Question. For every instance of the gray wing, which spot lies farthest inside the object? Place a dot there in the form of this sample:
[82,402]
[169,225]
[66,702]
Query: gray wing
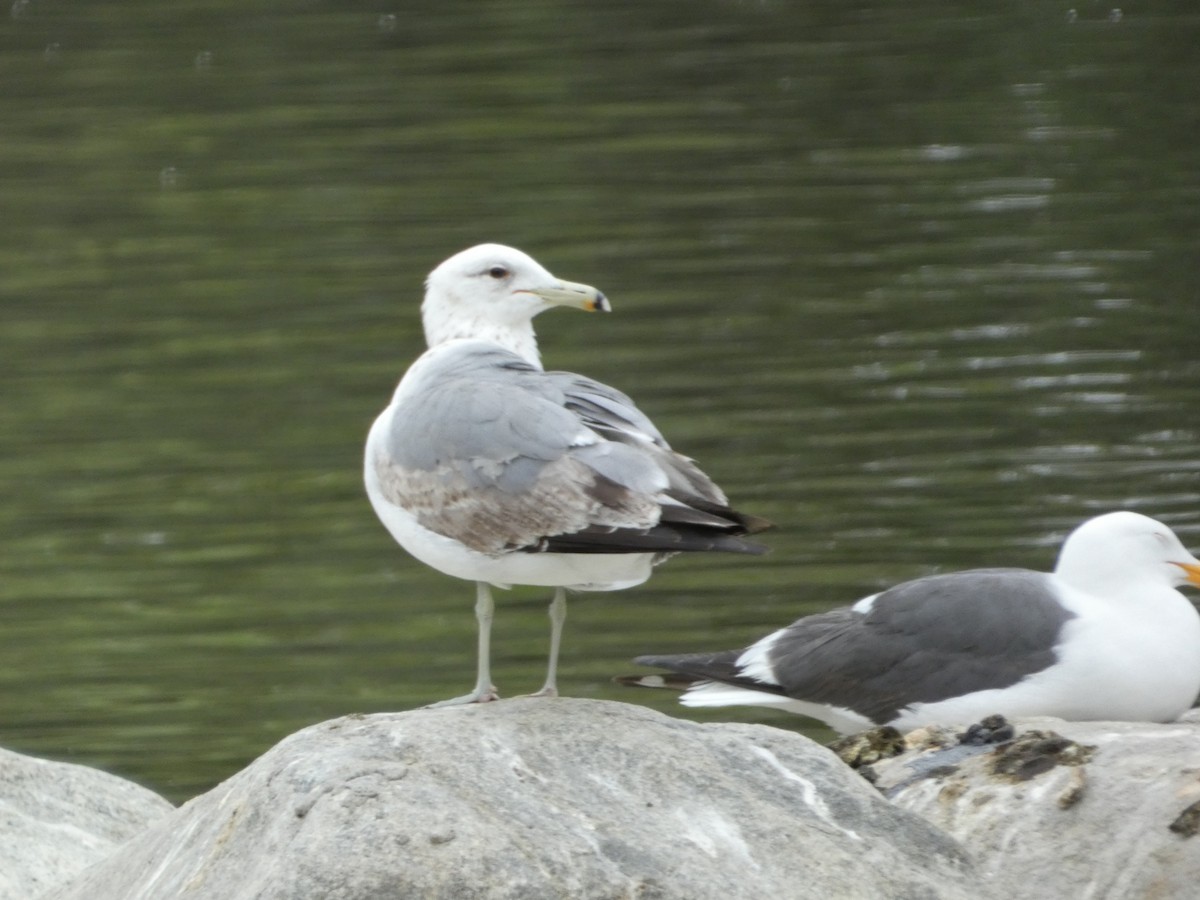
[613,415]
[923,641]
[490,453]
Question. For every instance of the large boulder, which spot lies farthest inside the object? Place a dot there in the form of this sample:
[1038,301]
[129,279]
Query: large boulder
[58,819]
[537,798]
[1066,809]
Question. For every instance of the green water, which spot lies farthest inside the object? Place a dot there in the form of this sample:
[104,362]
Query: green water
[918,283]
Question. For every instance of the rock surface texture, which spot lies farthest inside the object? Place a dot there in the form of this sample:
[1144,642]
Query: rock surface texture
[58,819]
[537,798]
[1067,809]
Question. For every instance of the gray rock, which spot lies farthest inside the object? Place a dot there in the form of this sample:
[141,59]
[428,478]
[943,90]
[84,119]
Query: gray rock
[58,819]
[537,798]
[1066,810]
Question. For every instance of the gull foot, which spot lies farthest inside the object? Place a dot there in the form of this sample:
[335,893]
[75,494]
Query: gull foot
[475,696]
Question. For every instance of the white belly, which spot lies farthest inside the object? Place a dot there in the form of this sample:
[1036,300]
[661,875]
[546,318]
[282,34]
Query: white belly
[579,571]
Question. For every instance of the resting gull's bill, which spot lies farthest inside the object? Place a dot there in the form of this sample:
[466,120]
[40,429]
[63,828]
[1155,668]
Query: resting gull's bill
[1105,636]
[489,468]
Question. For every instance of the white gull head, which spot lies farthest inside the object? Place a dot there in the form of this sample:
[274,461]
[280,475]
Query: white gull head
[1119,550]
[491,293]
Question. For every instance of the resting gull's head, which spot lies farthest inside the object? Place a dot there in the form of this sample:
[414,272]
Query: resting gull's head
[1109,551]
[491,293]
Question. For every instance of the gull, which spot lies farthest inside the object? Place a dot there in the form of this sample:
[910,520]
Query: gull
[1105,636]
[491,469]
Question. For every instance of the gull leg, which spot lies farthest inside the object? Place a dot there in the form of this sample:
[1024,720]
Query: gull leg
[484,690]
[557,617]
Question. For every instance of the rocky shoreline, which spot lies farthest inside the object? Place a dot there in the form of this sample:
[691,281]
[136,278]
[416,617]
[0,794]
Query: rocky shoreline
[575,798]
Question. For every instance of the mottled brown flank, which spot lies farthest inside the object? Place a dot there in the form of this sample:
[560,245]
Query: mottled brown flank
[567,497]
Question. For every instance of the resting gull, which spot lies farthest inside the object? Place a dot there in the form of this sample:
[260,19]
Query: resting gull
[1104,636]
[489,468]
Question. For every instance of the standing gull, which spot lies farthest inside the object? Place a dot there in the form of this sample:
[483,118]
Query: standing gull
[489,468]
[1104,636]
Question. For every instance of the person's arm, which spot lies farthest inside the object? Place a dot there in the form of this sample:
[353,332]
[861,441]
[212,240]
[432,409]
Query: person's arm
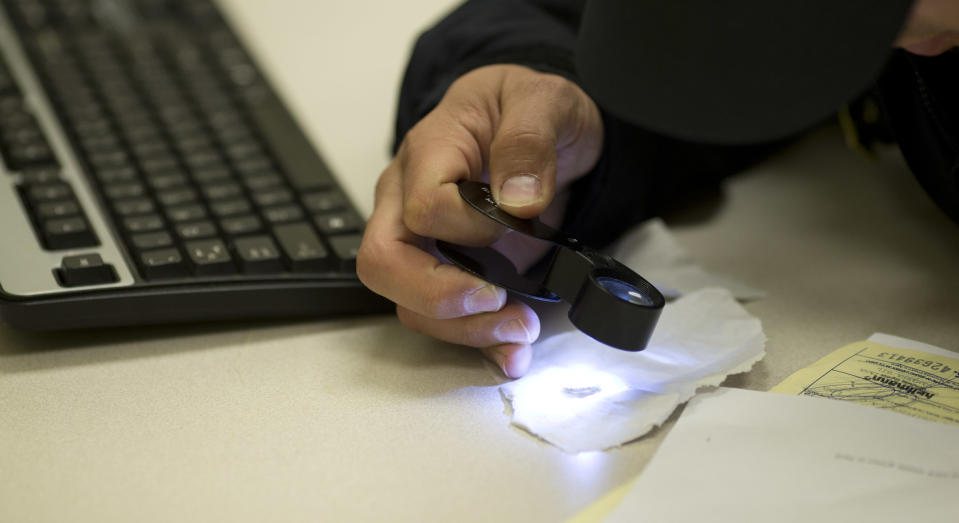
[640,174]
[490,93]
[539,34]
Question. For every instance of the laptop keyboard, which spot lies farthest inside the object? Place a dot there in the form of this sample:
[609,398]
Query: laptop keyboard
[194,168]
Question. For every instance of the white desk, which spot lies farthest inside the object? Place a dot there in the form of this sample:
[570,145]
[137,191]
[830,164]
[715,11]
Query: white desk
[360,419]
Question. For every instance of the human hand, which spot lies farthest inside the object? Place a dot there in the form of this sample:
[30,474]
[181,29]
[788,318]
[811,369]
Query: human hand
[531,134]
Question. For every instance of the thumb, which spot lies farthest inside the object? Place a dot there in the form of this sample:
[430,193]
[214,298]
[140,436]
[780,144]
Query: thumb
[548,130]
[523,160]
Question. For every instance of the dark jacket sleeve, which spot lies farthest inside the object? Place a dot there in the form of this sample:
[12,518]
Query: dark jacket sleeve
[920,103]
[640,174]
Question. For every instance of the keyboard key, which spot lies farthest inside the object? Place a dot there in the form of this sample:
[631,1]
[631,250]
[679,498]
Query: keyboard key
[326,201]
[133,207]
[346,246]
[68,233]
[210,257]
[241,225]
[173,197]
[146,223]
[40,175]
[163,263]
[151,240]
[295,154]
[48,193]
[186,213]
[57,209]
[120,191]
[265,180]
[230,208]
[283,214]
[211,174]
[169,180]
[117,174]
[338,223]
[195,230]
[222,191]
[302,247]
[272,197]
[85,269]
[258,255]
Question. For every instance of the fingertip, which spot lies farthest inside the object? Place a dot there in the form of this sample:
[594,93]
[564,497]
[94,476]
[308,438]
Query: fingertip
[521,190]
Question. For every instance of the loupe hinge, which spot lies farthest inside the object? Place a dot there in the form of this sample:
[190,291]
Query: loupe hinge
[569,271]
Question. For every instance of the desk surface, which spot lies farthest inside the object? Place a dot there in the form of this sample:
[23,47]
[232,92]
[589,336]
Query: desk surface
[360,419]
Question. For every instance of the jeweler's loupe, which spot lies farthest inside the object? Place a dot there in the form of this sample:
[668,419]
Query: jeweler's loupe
[607,300]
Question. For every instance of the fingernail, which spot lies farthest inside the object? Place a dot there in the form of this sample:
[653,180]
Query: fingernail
[487,298]
[521,190]
[512,331]
[516,364]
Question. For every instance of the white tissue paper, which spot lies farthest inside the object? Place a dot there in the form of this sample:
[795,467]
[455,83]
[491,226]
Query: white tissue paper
[653,252]
[582,395]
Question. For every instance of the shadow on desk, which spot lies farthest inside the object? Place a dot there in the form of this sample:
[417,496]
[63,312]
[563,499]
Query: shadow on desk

--*--

OBJECTIVE.
Rewrite every line from the one containing "Question. For every instance of the fingernail, which" through the end of the records, inclusive, requests and all. Multiply each answer coordinate by 2.15 and round to the nearest whole number, with halves rounded up.

TASK ANSWER.
Question. For every instance of the fingernail, which spot lies farthest inside the object? Place a dot there in the form of this sample:
[653,180]
Query: fingernail
[1047,641]
[1120,409]
[1101,712]
[1109,783]
Question. For every instance of the white tissue paper, which spot lies farthest inside the object? Place a dot there in the form of this sample:
[795,467]
[455,83]
[491,226]
Query: white tissue paper
[1404,542]
[1251,849]
Question. For every instance of the shadow on desk, which spot lies farthest inside the object? Place a dot there in the form of this sample:
[417,496]
[63,312]
[563,499]
Query: shadow on desk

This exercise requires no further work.